• _What to work on_
Repeat each of the records below word for word, leaving out the pictures.

• _Dataset rows_

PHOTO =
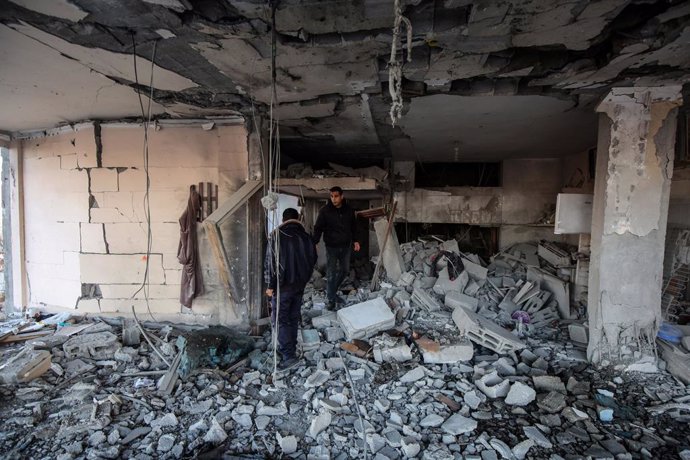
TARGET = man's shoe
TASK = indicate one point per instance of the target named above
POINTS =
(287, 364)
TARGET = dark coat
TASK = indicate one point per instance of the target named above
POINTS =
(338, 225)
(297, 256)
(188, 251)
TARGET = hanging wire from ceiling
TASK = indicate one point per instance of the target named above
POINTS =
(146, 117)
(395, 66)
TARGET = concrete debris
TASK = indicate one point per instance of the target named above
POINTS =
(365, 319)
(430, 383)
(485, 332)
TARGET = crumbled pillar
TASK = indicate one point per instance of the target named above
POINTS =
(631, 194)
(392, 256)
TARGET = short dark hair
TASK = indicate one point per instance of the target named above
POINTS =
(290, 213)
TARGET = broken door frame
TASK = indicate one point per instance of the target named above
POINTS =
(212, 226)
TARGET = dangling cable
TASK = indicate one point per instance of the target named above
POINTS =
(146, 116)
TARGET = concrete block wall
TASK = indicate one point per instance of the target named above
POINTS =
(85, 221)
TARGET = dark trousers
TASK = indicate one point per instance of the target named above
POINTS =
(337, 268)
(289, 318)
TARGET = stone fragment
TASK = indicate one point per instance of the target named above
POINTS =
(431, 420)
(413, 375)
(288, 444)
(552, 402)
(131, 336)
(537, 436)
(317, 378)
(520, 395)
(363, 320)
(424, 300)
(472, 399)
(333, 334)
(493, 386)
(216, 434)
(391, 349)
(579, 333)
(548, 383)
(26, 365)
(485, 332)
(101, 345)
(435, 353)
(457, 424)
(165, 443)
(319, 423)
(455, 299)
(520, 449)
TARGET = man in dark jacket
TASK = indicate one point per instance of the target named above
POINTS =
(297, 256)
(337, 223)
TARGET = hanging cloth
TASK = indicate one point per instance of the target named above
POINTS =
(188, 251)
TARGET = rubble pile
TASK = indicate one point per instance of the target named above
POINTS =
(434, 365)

• _Written response_
PHOTO =
TARGET = man's shoe
TASK = indicate one point per instance of the target named above
POINTS =
(287, 364)
TARGET = dark coat
TASK = indicate one point per instance of the target named above
POINTS =
(338, 225)
(297, 256)
(188, 251)
TARGET = hanging wire from ceiling
TASK = indicate one point per instance of the target named above
POINTS =
(146, 117)
(395, 66)
TARGET = concrete debris
TASK = indicate one point per instance of the target named above
POINTS =
(365, 319)
(430, 383)
(485, 332)
TARGET = crumbled pillar
TASK = indicate one point per instance of the target named above
POINTS =
(631, 194)
(392, 256)
TARGET = short dark hair
TASK = indicate one point per instance of the target named above
POINTS =
(290, 213)
TARGET = broken door frame
TASK = indicate one point per instance of the target named above
POINTS =
(212, 226)
TARGET = dangling cable
TASK = indicate one point per instance of the target named above
POINTS =
(146, 116)
TARGET = concrete block wall
TASK = indicate one point per instance of the target named above
POINTS =
(85, 221)
TARGET = dark trousers
TASK = indicate one point per instance of the target named above
POINTS =
(337, 268)
(289, 318)
TARGET = stone fragment
TASK = indicate one point per instance of the target named above
POINTS =
(431, 420)
(413, 375)
(288, 444)
(552, 402)
(131, 336)
(537, 436)
(317, 378)
(520, 395)
(363, 320)
(424, 300)
(472, 399)
(333, 334)
(493, 386)
(216, 434)
(391, 349)
(579, 333)
(548, 383)
(26, 365)
(485, 332)
(101, 345)
(435, 353)
(457, 424)
(165, 443)
(319, 423)
(455, 299)
(520, 449)
TARGET = man in dark jacket
TASK = indicate one point per instance of the target named above
POINTS =
(297, 256)
(337, 223)
TARGET = hanging cloth
TASK = indicate one point per instance of the target named above
POINTS =
(188, 251)
TARGET = rubble pile
TASK = indicate one point per instance of the target named above
POINTS =
(434, 365)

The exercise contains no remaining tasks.